Figure 2 shows the differences of the RMSEs of the Gini coefficients. From the figure, similar tendencies can be found, even if the number of observations n and/or the number of groups are changed. First, we find that the differences of the RSMEs are almost zero if \(p = q\), \(p > 1\), and \(q > 1\). Second, the RMSEs from the Singh–Maddala distributions are smaller than those from the Dagum distributions if \(p < q\) and \(p > 1\), while the RMSEs from the Dagum distributions are smaller than those from the Singh–Maddala distributions if \(p < q\) and \(q > 1\). Moreover, the difference increases when parameters p and q move far away from \(p = q\) and the differences become largest when p or q approaches 1. In other words, the RMSEs from the true distribution are smaller than those from the competing distribution. However, exceptions appear in the case of \(p < 1\) or \(q < 1\). In the case of \(p < 1\), we find the parameter region where \(q < 1.5\), while in the case of \(q < 1\), the differences become smaller and cross zero, that is, the RMSEs from the Singh–Maddala distributions are smaller than those from the Dagum distributions. Therefore, we can conclude that the accuracy of the distribution seems to depend on the RMSE relationship of the parameters p and q, which is the same as the results from the AIC.

[Bounding box annotation lines]
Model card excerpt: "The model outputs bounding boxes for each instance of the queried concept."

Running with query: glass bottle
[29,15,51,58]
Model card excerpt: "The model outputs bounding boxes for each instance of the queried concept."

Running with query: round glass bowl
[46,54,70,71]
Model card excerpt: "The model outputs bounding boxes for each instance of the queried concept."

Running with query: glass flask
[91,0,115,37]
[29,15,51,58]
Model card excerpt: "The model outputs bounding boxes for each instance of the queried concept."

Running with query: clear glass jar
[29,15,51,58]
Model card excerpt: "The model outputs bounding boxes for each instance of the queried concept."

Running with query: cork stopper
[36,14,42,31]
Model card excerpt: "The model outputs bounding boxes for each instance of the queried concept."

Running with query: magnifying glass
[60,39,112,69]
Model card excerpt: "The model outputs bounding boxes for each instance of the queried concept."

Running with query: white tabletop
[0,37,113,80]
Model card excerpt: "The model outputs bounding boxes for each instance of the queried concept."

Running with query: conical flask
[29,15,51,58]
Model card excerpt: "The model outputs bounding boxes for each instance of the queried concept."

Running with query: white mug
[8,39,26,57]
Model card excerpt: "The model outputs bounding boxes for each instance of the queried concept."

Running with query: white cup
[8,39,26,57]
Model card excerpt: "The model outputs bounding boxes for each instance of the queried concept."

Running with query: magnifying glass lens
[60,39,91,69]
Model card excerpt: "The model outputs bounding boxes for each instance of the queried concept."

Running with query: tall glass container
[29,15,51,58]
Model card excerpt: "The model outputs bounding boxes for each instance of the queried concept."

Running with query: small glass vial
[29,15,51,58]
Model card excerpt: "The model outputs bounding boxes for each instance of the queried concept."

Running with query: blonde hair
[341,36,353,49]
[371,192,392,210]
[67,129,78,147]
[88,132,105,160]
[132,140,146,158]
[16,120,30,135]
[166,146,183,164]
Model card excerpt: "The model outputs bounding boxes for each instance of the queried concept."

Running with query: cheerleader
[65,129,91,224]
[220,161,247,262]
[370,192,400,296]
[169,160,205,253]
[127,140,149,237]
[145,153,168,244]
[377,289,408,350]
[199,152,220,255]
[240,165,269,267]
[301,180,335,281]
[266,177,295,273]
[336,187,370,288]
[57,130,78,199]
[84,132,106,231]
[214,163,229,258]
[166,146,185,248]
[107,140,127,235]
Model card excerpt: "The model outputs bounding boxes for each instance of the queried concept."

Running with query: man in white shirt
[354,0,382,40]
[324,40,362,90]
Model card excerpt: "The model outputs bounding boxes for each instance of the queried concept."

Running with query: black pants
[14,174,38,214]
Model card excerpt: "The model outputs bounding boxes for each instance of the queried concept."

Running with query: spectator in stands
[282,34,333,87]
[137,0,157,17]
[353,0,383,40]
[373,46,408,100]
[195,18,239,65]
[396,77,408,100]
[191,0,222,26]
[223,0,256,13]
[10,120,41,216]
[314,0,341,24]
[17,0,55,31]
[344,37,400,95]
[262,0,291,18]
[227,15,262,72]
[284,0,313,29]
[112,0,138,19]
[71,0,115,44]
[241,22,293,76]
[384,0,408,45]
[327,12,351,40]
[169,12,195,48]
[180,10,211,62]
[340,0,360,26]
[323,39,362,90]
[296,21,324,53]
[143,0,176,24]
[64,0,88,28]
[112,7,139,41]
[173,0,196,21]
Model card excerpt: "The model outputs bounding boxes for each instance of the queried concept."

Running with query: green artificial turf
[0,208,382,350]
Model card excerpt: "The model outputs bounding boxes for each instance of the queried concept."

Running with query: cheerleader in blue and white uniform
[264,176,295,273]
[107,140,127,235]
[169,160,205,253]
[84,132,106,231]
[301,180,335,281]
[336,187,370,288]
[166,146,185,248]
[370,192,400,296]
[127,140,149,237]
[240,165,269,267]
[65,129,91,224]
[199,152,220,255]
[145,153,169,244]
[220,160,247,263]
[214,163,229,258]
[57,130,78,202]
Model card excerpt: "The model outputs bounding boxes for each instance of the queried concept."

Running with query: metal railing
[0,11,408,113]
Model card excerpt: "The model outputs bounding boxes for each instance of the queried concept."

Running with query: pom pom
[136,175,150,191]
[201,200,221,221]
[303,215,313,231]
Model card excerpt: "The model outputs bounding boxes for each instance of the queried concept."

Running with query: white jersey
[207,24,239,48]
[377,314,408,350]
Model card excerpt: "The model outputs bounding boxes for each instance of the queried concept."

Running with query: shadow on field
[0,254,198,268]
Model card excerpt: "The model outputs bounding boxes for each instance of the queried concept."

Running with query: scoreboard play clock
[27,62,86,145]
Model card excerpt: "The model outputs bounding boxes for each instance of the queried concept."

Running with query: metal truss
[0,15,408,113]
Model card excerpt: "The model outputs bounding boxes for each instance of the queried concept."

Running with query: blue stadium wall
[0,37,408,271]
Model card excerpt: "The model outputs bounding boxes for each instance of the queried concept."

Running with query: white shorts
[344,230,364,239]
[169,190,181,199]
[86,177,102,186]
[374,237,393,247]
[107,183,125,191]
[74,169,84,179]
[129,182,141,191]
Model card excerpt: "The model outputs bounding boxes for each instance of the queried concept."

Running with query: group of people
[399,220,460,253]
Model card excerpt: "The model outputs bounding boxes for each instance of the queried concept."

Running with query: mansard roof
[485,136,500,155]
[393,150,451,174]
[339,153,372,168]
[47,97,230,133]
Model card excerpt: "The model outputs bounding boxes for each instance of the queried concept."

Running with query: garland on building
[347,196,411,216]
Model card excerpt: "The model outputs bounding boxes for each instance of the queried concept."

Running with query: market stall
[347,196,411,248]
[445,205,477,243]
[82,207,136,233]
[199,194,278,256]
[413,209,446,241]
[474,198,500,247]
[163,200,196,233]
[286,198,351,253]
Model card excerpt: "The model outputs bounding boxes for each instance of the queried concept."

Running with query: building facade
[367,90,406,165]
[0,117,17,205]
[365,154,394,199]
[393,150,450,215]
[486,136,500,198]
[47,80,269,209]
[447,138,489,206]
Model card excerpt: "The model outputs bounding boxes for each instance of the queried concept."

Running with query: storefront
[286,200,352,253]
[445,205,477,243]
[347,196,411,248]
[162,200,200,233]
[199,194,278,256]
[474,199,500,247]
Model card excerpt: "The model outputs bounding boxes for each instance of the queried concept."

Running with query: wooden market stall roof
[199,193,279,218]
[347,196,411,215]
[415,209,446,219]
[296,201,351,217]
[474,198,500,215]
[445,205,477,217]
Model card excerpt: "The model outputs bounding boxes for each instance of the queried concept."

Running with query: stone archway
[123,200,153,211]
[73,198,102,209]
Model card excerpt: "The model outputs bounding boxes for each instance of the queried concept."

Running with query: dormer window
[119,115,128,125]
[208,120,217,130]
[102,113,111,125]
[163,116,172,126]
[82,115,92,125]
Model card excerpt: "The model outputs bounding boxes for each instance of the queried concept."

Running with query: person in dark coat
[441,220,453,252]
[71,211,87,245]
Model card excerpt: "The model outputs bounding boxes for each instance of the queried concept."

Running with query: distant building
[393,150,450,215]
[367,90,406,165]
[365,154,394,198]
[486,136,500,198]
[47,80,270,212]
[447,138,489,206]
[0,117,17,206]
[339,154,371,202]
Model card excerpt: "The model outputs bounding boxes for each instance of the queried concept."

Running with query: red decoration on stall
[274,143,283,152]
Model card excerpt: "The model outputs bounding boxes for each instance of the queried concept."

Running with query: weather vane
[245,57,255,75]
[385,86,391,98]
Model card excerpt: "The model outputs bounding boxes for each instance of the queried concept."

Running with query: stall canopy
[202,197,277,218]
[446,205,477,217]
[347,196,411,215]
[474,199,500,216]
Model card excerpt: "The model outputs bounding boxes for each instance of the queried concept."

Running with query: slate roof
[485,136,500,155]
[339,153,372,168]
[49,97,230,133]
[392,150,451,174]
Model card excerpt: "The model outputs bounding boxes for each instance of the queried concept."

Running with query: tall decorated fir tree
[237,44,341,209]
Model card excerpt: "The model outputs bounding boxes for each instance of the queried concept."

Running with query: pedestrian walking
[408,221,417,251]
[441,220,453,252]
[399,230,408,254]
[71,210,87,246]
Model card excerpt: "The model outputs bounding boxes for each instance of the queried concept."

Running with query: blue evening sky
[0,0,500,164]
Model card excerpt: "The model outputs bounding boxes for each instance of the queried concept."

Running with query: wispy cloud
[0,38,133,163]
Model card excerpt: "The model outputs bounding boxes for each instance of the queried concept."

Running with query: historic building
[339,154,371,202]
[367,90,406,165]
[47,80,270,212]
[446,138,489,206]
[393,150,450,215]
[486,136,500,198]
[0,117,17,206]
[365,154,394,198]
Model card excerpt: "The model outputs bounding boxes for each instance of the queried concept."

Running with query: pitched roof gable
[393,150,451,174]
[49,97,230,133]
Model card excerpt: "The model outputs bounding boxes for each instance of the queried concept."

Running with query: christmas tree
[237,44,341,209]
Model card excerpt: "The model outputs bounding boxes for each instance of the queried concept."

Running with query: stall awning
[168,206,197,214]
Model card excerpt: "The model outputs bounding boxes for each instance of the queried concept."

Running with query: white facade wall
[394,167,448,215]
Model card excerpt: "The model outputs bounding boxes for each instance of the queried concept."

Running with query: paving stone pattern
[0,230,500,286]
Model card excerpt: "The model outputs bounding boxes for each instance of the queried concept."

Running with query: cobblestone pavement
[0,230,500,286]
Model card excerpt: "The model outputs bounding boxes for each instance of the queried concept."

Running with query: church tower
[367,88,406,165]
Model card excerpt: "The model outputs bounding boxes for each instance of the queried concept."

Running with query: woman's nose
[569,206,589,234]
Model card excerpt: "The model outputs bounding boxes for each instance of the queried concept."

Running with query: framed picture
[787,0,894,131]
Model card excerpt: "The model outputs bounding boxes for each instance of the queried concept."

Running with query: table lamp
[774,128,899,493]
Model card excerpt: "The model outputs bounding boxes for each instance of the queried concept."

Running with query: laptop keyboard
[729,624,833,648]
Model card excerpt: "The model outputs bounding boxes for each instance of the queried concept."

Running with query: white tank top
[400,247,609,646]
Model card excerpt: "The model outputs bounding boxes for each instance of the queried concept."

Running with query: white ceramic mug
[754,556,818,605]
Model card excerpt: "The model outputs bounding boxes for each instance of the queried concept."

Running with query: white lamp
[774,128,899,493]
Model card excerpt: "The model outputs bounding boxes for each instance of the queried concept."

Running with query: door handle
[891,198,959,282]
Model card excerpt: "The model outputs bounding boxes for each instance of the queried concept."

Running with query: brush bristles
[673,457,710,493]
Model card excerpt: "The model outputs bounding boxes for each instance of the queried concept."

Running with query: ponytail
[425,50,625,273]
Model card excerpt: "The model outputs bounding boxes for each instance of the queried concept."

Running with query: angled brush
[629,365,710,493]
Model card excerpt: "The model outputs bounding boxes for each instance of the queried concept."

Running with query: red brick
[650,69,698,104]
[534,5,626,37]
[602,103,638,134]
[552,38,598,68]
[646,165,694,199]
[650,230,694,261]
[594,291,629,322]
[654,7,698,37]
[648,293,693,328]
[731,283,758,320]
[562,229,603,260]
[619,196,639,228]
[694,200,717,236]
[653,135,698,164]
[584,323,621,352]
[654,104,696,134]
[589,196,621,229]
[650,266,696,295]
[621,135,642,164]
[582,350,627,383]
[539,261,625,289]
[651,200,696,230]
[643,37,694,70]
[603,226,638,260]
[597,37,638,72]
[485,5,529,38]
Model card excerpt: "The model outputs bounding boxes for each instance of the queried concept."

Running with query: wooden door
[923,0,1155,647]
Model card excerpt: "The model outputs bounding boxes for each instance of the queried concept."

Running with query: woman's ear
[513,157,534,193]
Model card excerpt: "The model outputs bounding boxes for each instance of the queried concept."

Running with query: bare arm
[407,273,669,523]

=== Goals ===
1. Summarize the passage on Gini coefficient RMSEs in two sentences.
2. According to the passage on Gini coefficient RMSEs, under what conditions are the differences of the RMSEs almost zero?
The lines are not needed for anything here.

=== Results in order ===
1. The differences in the RMSEs of the Gini coefficients between the Singh–Maddala and Dagum distributions are almost zero when p = q and both exceed 1, and otherwise the true distribution generally gives smaller RMSEs than the competing one. That gap widens as p and q move away from p = q, exceptions appear when p or q is below 1, and the authors conclude that accuracy seems to depend on how p and q relate, which matches the AIC results.

2. When p = q, p > 1, and q > 1.